Datos de detección de objetos:
+===+

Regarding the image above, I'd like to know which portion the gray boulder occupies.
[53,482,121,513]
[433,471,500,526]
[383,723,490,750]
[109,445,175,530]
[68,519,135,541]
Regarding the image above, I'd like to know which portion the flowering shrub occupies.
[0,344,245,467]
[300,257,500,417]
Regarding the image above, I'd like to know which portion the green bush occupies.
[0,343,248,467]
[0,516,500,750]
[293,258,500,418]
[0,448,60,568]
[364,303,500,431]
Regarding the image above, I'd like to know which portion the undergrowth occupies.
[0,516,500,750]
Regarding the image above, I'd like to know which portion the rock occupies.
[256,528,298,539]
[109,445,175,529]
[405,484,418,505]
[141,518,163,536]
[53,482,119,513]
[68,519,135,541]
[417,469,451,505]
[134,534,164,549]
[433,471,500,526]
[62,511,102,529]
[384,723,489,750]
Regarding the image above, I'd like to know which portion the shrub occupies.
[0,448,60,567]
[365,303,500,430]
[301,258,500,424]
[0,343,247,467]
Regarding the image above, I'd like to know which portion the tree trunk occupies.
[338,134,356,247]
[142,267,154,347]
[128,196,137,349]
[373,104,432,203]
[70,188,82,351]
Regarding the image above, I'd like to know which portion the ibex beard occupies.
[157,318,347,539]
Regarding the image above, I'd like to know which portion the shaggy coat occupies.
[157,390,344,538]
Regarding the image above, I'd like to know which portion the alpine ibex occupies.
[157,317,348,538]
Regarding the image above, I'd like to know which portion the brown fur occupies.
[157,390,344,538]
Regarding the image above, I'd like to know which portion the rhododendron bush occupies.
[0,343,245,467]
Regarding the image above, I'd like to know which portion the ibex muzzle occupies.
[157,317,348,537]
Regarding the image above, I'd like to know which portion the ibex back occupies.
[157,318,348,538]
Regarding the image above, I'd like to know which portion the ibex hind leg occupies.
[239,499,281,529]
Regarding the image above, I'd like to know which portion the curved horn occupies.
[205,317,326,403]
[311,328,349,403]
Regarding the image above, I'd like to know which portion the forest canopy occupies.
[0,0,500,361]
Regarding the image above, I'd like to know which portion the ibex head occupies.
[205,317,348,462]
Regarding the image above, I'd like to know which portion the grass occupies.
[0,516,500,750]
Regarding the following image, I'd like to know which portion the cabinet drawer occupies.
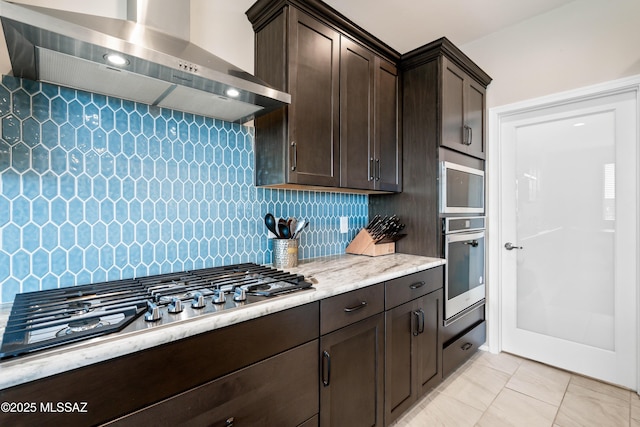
[384,266,444,310]
[320,283,384,335]
[442,322,487,377]
[109,340,319,426]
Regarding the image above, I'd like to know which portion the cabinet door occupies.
[385,289,442,425]
[288,8,340,187]
[340,36,376,190]
[441,58,486,159]
[384,301,417,425]
[440,58,467,152]
[374,58,402,192]
[414,289,442,398]
[320,313,384,427]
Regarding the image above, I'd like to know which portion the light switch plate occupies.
[340,216,349,234]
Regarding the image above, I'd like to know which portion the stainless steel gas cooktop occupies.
[0,263,311,359]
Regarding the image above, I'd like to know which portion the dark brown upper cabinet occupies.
[441,57,486,159]
[340,37,402,192]
[247,0,402,193]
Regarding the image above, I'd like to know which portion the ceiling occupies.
[324,0,579,53]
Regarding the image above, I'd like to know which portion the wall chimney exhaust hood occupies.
[0,0,291,123]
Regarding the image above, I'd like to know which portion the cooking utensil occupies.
[291,219,309,239]
[264,213,280,239]
[278,222,291,239]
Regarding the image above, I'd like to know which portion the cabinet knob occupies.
[144,301,162,322]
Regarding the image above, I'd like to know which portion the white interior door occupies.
[499,85,638,390]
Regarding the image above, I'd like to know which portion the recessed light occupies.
[103,53,129,66]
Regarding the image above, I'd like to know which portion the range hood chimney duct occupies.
[0,0,291,123]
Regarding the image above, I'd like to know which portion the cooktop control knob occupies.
[168,297,184,314]
[144,301,162,322]
[233,287,247,302]
[212,289,227,304]
[191,292,207,308]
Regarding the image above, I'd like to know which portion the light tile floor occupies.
[393,351,640,427]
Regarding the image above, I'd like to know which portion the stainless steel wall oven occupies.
[440,162,484,214]
[443,216,485,319]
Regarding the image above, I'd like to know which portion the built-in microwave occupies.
[440,161,484,214]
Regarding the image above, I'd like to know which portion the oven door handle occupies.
[464,240,478,248]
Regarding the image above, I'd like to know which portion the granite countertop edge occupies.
[0,254,445,390]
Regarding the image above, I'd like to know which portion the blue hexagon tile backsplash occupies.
[0,76,368,302]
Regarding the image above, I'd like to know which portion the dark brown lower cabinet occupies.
[320,313,384,427]
[385,289,442,425]
[109,340,318,427]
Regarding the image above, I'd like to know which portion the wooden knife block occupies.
[346,228,396,256]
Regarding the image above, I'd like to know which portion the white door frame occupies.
[485,75,640,389]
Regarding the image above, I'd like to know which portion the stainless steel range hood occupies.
[0,0,291,123]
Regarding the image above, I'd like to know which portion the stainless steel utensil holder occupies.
[272,239,298,268]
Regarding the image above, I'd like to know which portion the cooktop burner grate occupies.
[0,263,311,358]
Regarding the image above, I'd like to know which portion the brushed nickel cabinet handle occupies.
[344,301,367,313]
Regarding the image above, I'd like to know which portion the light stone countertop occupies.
[0,254,445,390]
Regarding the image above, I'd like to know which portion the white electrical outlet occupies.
[340,216,349,234]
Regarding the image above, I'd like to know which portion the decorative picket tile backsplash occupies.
[0,76,368,302]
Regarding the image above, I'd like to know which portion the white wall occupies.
[191,0,255,73]
[460,0,640,108]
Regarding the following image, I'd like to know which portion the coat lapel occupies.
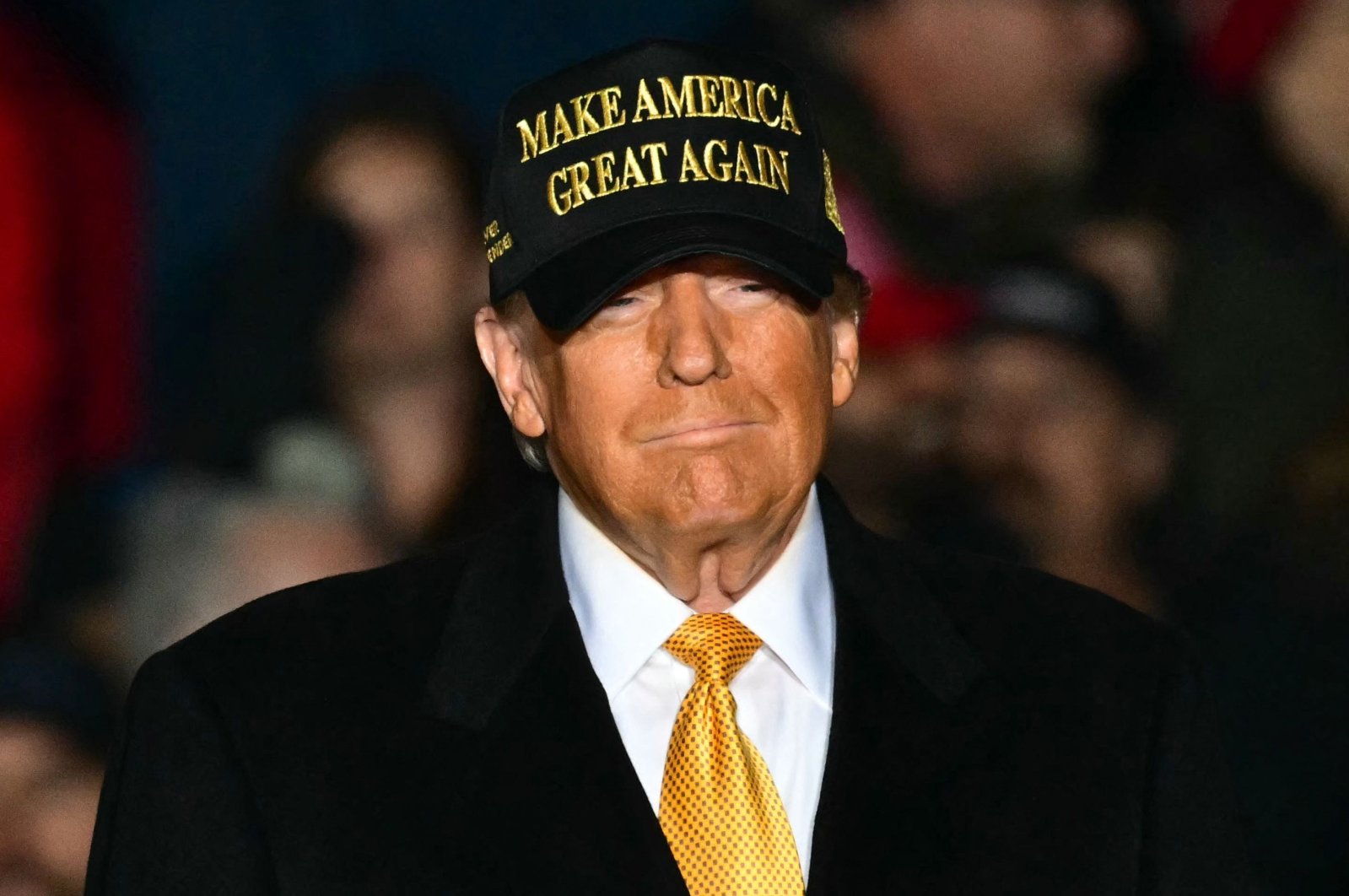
[809,482,990,896]
[428,500,685,894]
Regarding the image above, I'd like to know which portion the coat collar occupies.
[425,480,986,896]
[428,479,984,729]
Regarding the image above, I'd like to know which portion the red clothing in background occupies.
[0,18,139,626]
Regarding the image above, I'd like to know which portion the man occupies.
[90,42,1245,894]
[951,261,1173,618]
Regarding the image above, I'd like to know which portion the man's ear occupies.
[473,305,547,437]
[829,315,861,408]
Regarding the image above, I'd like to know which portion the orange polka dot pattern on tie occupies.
[660,613,806,896]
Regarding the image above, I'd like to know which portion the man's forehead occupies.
[619,252,786,293]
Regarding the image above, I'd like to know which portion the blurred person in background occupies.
[1256,0,1349,237]
[0,641,113,896]
[777,0,1189,542]
[942,264,1174,617]
[113,79,539,669]
[202,79,534,548]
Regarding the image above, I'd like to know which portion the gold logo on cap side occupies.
[820,150,843,234]
[483,221,515,264]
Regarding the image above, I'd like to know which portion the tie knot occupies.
[665,613,764,684]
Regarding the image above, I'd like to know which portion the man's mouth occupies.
[642,417,758,448]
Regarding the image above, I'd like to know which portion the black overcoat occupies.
[89,483,1250,896]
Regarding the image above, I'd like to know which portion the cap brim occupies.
[522,213,834,332]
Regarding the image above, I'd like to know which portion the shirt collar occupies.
[557,486,834,709]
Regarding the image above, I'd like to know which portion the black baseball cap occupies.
[483,40,847,332]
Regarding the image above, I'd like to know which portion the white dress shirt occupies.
[557,488,834,877]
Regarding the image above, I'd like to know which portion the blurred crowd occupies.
[0,0,1349,896]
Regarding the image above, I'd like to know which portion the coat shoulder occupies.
[154,542,472,685]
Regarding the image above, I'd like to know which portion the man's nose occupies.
[653,274,731,389]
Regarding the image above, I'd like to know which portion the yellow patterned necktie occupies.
[660,613,806,896]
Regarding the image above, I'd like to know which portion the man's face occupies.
[485,255,856,537]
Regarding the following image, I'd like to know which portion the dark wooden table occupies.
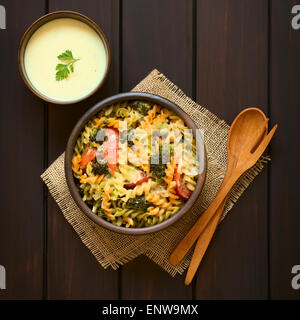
[0,0,300,299]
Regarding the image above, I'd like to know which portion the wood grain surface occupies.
[0,0,300,299]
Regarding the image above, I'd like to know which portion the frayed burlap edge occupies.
[41,70,270,276]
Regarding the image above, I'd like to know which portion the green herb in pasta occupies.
[72,101,197,228]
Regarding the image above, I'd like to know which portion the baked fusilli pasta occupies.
[72,101,198,228]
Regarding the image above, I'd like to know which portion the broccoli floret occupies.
[92,162,109,175]
[131,101,151,116]
[126,196,151,212]
[120,127,135,148]
[97,208,105,217]
[90,128,99,142]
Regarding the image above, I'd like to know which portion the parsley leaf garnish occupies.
[56,50,80,81]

+===+

■ Descripción del ejercicio ■
Reproduce tal cual el tramo de los registros que va desde la línea que contiene "flowering shrub occupies." hasta la línea que contiene "[384,723,489,750]", ambas incluidas.

■ Respuesta ■
Regarding the image above, I'd like to know which portion the flowering shrub occupies.
[0,344,245,467]
[300,257,500,417]
Regarding the image above, I'd like to know which portion the green bush occupies.
[0,343,248,467]
[0,516,500,750]
[293,258,500,418]
[0,448,60,568]
[364,303,500,431]
Regarding the image above, I'd like to know which portion the undergrowth occupies.
[0,516,500,750]
Regarding the image above, I'd like to know which portion the rock occupies.
[256,528,298,539]
[109,445,175,529]
[405,484,418,505]
[141,518,163,536]
[53,482,119,513]
[68,519,135,541]
[417,469,451,505]
[134,534,164,549]
[433,471,500,526]
[62,511,102,529]
[384,723,489,750]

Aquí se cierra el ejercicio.